- Exercise details:
Your task is to quote the records from their first line through the line containing "Target: eyebrow", with nothing added or left out.

- Source material:
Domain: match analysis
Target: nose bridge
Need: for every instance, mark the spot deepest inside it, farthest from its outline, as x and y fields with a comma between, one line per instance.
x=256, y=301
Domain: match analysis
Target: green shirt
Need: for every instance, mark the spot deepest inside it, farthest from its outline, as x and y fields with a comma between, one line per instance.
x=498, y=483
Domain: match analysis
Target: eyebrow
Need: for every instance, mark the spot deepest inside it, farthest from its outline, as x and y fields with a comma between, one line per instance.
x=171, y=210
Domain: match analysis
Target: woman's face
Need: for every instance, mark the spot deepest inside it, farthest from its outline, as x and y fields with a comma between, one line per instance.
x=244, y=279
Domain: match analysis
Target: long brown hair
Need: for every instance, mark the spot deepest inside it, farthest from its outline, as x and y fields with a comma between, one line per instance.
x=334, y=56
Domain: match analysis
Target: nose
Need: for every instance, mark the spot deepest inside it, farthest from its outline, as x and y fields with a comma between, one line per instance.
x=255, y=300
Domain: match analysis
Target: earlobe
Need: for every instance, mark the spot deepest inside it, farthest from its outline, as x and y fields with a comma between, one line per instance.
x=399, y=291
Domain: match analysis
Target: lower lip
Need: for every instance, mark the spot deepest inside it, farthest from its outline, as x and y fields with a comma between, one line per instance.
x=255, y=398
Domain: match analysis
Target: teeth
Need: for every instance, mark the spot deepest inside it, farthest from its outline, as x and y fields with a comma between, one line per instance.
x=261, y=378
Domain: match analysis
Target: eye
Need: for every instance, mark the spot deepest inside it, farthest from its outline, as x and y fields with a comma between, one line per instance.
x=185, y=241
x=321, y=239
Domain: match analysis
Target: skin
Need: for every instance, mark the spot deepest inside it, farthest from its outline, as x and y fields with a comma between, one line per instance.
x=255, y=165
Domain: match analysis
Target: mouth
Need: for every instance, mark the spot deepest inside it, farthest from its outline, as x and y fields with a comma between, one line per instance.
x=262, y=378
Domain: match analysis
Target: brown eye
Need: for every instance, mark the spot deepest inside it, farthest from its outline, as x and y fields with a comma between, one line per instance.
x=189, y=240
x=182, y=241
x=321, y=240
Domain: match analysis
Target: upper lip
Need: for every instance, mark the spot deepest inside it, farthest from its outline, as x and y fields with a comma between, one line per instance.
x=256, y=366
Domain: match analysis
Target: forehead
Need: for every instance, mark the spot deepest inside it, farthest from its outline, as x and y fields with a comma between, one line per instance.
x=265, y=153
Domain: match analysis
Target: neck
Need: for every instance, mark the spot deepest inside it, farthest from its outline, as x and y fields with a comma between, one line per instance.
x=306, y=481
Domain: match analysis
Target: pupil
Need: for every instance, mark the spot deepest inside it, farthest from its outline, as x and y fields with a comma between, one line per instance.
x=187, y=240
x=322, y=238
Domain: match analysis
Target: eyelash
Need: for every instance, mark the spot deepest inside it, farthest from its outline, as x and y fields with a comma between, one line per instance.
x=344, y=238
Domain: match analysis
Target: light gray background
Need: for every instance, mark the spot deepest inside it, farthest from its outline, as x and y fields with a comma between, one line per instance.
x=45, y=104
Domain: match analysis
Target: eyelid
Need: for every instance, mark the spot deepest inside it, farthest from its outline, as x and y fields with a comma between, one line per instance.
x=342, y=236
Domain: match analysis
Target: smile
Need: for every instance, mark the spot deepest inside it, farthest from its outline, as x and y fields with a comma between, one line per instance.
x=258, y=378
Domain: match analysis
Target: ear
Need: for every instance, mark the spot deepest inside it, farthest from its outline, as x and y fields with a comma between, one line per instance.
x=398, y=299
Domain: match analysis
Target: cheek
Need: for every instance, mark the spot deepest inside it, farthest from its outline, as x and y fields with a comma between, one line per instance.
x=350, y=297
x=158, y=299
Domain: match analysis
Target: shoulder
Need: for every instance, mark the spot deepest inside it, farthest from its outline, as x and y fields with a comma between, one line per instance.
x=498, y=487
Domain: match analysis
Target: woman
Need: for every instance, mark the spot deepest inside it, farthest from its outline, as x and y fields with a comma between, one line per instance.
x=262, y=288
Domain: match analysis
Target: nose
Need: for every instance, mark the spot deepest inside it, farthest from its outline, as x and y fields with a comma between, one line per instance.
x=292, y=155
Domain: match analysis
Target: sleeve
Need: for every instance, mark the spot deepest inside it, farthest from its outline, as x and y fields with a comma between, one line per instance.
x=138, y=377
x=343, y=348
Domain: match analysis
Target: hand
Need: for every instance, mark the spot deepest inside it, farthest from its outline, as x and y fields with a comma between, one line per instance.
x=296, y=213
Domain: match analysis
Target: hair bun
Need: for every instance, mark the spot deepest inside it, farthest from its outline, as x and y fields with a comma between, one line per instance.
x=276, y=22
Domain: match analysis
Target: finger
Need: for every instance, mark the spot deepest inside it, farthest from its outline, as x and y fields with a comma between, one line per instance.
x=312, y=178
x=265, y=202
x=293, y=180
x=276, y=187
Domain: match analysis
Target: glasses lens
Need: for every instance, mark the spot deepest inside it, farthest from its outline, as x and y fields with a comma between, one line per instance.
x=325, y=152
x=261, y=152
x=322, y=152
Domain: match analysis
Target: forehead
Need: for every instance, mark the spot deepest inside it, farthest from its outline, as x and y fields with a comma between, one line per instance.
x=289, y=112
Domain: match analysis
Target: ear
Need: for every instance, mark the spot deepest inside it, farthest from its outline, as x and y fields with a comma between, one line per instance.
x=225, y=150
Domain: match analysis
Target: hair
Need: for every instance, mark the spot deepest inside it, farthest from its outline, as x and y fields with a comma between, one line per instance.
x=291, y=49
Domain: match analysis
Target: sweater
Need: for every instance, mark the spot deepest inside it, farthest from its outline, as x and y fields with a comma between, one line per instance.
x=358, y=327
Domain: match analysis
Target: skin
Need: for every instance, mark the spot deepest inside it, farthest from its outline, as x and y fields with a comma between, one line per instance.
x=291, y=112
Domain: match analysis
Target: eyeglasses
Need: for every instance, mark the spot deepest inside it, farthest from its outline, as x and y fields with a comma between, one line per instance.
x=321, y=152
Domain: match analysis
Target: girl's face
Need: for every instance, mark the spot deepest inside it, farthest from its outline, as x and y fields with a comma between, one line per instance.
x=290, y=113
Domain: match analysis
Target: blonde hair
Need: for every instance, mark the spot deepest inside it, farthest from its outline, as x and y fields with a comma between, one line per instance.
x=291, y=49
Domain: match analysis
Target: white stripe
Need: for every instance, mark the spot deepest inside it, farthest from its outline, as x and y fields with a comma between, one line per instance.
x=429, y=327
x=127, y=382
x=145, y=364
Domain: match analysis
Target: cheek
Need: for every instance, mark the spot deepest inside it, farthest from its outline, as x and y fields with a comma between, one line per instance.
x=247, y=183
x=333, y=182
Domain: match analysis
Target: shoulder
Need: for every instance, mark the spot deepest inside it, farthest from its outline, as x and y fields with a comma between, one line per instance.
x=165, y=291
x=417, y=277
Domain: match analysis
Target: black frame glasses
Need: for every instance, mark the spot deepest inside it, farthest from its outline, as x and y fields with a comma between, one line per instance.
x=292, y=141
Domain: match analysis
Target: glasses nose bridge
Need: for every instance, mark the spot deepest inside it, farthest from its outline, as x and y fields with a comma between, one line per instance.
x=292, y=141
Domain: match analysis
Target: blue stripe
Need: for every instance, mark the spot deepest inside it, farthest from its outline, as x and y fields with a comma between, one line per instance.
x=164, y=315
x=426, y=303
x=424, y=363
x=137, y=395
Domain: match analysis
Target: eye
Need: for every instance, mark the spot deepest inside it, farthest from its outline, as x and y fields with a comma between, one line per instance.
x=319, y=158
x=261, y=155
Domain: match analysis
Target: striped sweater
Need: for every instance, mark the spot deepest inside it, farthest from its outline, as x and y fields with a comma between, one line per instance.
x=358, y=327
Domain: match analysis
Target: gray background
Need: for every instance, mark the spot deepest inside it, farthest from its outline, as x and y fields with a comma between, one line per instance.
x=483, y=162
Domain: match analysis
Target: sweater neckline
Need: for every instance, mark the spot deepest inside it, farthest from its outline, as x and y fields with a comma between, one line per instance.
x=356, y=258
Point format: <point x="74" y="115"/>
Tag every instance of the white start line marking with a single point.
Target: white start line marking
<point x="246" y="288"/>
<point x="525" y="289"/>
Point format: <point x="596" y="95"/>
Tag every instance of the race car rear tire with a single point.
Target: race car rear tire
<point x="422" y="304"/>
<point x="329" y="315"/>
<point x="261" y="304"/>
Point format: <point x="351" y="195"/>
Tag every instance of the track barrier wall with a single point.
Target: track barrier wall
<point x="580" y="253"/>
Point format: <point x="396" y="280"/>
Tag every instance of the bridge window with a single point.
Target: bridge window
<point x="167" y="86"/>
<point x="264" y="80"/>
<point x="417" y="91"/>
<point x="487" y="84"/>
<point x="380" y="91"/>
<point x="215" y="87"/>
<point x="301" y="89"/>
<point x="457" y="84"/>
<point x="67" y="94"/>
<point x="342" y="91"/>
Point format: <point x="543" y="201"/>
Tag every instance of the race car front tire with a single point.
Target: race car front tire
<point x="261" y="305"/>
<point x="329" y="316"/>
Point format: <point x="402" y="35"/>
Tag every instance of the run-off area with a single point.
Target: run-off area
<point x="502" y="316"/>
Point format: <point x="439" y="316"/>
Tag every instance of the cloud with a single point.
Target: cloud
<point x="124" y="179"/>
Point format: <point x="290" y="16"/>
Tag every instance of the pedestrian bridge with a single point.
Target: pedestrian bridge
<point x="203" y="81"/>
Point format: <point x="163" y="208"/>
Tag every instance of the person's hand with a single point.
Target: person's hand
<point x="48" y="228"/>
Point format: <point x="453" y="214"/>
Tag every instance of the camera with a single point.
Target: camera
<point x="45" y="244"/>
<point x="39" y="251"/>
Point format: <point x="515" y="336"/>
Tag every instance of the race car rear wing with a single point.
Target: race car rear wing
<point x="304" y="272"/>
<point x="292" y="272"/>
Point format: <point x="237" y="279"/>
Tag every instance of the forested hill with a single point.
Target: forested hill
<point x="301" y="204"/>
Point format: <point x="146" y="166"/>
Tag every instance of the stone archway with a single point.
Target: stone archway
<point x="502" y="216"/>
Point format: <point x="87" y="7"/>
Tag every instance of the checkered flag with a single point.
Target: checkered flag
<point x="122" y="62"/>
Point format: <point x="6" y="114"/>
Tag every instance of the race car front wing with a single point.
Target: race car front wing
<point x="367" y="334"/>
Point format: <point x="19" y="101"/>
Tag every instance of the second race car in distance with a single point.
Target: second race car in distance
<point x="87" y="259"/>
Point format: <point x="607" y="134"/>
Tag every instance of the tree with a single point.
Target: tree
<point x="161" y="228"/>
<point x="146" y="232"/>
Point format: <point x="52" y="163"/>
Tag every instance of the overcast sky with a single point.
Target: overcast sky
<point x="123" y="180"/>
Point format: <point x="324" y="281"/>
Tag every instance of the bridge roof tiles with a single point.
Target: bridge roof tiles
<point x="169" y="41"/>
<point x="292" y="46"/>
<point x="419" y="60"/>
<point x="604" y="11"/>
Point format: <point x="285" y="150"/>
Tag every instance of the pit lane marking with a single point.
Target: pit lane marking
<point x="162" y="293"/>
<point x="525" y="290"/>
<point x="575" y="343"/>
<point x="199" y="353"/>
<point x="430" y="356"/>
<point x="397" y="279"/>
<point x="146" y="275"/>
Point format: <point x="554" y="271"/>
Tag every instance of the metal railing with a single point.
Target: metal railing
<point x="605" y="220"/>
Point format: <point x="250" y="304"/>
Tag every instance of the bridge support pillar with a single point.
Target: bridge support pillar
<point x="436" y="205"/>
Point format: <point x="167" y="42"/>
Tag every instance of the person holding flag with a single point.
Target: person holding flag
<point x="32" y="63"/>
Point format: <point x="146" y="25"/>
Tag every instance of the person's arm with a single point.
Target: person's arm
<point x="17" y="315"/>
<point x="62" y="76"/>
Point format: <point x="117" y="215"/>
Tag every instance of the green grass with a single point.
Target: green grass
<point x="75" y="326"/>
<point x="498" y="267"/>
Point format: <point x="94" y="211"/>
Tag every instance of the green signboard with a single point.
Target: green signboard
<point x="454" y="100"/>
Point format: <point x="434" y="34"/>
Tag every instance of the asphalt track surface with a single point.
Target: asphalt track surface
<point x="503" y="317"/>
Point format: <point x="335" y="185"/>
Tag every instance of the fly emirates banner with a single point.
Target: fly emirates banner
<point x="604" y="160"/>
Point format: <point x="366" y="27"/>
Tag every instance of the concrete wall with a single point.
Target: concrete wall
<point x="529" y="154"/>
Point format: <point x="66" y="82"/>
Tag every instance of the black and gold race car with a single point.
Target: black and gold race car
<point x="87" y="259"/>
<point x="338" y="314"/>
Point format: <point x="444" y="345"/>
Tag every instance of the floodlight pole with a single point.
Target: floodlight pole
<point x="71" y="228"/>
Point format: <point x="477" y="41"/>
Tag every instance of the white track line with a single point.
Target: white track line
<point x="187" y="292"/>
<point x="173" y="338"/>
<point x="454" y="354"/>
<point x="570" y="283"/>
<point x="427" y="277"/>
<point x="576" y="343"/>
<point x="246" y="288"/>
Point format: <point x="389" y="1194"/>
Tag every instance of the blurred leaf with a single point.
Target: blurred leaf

- Expected output:
Domain: match analysis
Target: nose bridge
Need: for every instance, mark the spot deepest inside it, farthest from its outline, as x and y fields with a comma between, one line per instance.
x=256, y=301
Domain: match analysis
Target: green shirt
Need: for every instance, mark the spot deepest inside it, farthest from its outline, as x and y fields with a comma between, one line per instance.
x=498, y=483
Domain: match analysis
Target: eyebrow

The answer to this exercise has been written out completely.